Exercise aim
Without the pictures, set down every line of the data exactly.

Provided data
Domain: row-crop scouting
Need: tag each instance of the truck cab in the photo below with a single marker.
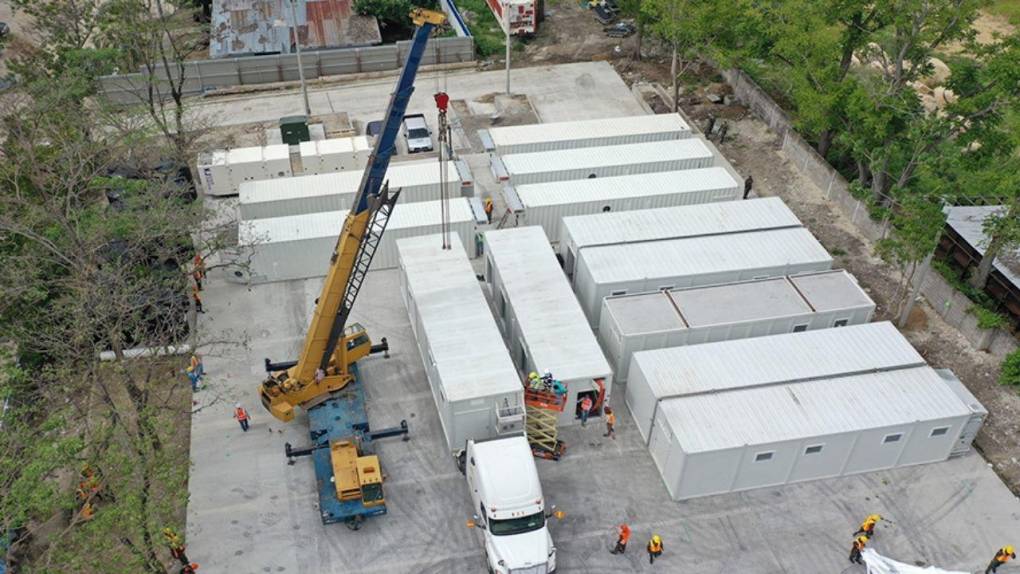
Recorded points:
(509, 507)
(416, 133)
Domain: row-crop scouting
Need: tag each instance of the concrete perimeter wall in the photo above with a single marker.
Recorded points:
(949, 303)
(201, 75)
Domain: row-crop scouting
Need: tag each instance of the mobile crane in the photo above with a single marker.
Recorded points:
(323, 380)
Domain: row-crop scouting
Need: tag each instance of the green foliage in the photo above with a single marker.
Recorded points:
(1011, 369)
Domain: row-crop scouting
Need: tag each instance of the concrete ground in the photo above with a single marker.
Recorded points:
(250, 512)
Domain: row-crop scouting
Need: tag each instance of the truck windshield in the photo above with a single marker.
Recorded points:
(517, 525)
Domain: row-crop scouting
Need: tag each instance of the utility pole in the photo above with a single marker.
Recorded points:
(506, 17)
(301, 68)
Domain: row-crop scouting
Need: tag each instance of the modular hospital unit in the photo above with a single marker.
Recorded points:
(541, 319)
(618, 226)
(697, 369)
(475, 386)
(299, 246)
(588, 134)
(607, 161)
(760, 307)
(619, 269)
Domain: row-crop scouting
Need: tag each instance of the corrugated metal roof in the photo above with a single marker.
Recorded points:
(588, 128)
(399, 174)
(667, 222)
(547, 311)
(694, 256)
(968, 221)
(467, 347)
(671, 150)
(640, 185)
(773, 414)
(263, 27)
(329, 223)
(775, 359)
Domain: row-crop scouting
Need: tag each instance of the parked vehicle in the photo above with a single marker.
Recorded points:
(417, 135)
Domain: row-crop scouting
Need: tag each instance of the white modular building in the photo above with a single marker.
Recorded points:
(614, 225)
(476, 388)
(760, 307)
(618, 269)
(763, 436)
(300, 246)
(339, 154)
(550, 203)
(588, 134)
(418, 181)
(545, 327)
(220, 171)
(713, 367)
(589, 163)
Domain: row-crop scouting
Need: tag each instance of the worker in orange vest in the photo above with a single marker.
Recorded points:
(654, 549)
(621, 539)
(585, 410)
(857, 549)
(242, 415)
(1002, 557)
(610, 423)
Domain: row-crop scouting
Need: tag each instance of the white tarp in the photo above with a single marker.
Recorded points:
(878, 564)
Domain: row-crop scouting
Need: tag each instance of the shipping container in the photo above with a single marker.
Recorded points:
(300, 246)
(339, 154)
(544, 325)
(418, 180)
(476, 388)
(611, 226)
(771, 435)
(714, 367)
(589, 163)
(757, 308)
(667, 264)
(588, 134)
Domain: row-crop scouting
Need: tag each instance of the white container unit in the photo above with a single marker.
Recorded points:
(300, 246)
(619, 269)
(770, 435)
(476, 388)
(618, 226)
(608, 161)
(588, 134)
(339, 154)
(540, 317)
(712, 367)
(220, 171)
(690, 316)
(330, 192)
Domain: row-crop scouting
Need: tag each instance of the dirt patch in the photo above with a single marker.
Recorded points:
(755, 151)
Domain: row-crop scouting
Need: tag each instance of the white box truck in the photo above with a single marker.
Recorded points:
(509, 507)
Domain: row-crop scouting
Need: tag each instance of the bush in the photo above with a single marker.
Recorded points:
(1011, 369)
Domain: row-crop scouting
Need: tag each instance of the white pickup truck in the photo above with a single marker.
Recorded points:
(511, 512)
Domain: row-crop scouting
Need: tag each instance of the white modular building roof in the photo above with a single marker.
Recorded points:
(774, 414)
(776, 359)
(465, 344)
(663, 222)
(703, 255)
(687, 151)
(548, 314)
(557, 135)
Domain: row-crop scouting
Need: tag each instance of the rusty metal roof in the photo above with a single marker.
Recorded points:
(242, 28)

In response
Domain: row-crop scouting
Need: tag each instance of the truck cab in the photo below with a single marker.
Recorded points:
(509, 507)
(416, 133)
Domain: row-crop scouting
Need: tag each instance of the concrete perimeter wall in the photo above with a single marker.
Recorded points:
(949, 303)
(201, 75)
Domain: row-crop scouting
Need: tag each instance of the mobile crane in the photo above with a single marker.
Recorded points:
(323, 380)
Domain: row-crop scouting
Need: tag each instance of the green foliage in the photo above with a single marker.
Recorded points:
(1011, 369)
Domain: row-crop scouting
Need: tag each instance of the concrete ground in the photo above with a single marker.
Recorded points:
(250, 512)
Domain: row-crop scouting
Need: tag each instance of the truck windshield in the photo above with a single marker.
Recorded points:
(517, 525)
Domain: row-crop scouting
Need: tag each instance of the utility pole in the photo above with a single marker.
Recorded points:
(506, 17)
(301, 68)
Domain: row-crop scouting
Need: tag each instance of the modular hospital unit in the photo above with a single marker.
Recorded points:
(541, 319)
(618, 226)
(697, 369)
(475, 386)
(299, 246)
(588, 134)
(607, 161)
(760, 307)
(619, 269)
Domain: row-crop scouting
Need: tag each instance of the corrugated metal roof in the photo above with a single marker.
Recorded points:
(588, 128)
(399, 174)
(667, 222)
(547, 311)
(694, 256)
(968, 221)
(467, 347)
(671, 150)
(640, 185)
(773, 414)
(263, 27)
(329, 223)
(775, 359)
Domain: row-crop scouting
Need: tag each instance of the parked vehicle in the photo above with a single marker.
Recorded points:
(417, 135)
Domain: row-crop scouting
Need: tag each instance of the white modular building in the photo above with a single marker.
Recorded points:
(614, 225)
(476, 388)
(760, 307)
(618, 269)
(763, 436)
(300, 246)
(339, 154)
(550, 203)
(588, 134)
(418, 181)
(545, 327)
(220, 171)
(713, 367)
(589, 163)
Domain: row-crop scouting
Need: tag each instance of the worker in orange vest in the photo above with a single marker.
Recorded points:
(654, 549)
(621, 539)
(585, 410)
(857, 549)
(242, 415)
(1002, 557)
(610, 423)
Domain: row-crop scouting
Need: tag each instance of the white tarp in the photo above with a single marker.
Recorded points:
(878, 564)
Domain: row-crop scouting
Need: tag each instance of the shipping container in the photo above with a single marker.
Recorded points:
(300, 246)
(339, 154)
(544, 325)
(418, 180)
(476, 388)
(611, 226)
(771, 435)
(714, 367)
(589, 163)
(757, 308)
(667, 264)
(588, 134)
Domain: row-crop scouting
Need: tag each instance of the white container unit in the photo above with a single marker.
Recorded points:
(300, 246)
(619, 269)
(770, 435)
(476, 388)
(618, 226)
(608, 161)
(588, 134)
(339, 154)
(540, 317)
(712, 367)
(220, 171)
(690, 316)
(330, 192)
Domain: row-crop scouting
Need: tag each instance of the dirt patch in the photo above with a single marker.
Recorded points:
(755, 151)
Domain: row-crop scouting
Need: tag each instance of the white box truck in the photo above with a single marker.
Recorded points:
(509, 507)
Domain: row-crop scouting
Need: tag each instance of the bush in the photo above with a single marker.
Recorded points:
(1011, 369)
Domain: row-crop scouting
Need: tag each instance of the white pickup truck in the photo above with a single marker.
Recorded points:
(511, 512)
Domain: row-crop scouting
Need: tag each instance of the white modular building roof in the photo above with a single marker.
Recorded points:
(774, 414)
(776, 359)
(465, 344)
(663, 222)
(703, 255)
(687, 151)
(548, 314)
(557, 135)
Domain: row-crop scouting
Need: tag each instance of the rusty metal roof in the photo above with a single marker.
Recorded points:
(242, 28)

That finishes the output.